TASK GOAL:
In the entries below, find the line with "Refer to the photograph and detect the blurred" and the line with "Refer to the photograph and detect the small"; copy them and every line between them exactly, but not the pictures.

DATASET EXTRACT:
= Beginning of Section =
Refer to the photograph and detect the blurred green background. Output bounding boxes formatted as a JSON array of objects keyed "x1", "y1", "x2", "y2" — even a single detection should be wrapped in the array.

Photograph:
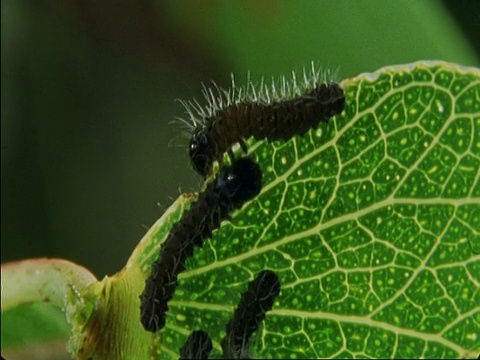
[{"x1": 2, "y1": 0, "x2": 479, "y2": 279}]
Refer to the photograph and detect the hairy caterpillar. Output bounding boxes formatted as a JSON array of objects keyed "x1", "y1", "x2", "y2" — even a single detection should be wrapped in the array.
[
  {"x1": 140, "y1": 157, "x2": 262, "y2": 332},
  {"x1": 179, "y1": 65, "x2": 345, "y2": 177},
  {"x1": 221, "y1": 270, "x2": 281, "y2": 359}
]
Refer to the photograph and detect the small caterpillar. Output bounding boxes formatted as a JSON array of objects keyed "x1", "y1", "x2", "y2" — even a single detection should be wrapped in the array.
= End of Section =
= Beginning of Section =
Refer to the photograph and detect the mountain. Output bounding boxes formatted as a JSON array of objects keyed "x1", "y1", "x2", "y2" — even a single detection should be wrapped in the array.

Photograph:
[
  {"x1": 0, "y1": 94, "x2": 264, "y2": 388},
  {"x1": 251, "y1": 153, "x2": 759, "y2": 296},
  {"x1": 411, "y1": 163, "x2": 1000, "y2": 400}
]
= End of Section =
RESPONSE:
Refer to the photograph and detect the blurred green background. Output bounding boxes formatted as a JSON array of objects keyed "x1", "y1", "x2", "y2" — even a single detection should be wrapped in the array.

Photograph:
[{"x1": 2, "y1": 0, "x2": 479, "y2": 279}]
Refer to the photograph and detect the hairy caterpillar. Output bounding boxes formatted as a JSON array of objects keyed "x1", "y1", "x2", "y2" — even a single detection should be wrapped in the array.
[
  {"x1": 140, "y1": 157, "x2": 262, "y2": 332},
  {"x1": 179, "y1": 65, "x2": 345, "y2": 177},
  {"x1": 221, "y1": 270, "x2": 281, "y2": 359}
]
Refer to the photograph and detect the small caterpillar. Output bounding boxes formatted as a JSON array of objects keyed "x1", "y1", "x2", "y2" — even a single detection should be wrapped in the array.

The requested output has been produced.